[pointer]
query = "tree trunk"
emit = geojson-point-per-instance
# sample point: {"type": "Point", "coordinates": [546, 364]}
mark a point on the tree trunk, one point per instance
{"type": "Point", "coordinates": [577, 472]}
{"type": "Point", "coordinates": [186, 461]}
==================================================
Try it:
Output only the lines from the one holding "emit = geojson-point-per-instance" through the last line above, exactly as they appear.

Solution to this exercise:
emit = geojson-point-per-instance
# sample point: {"type": "Point", "coordinates": [546, 364]}
mark a point on the tree trunk, one point per instance
{"type": "Point", "coordinates": [577, 472]}
{"type": "Point", "coordinates": [186, 461]}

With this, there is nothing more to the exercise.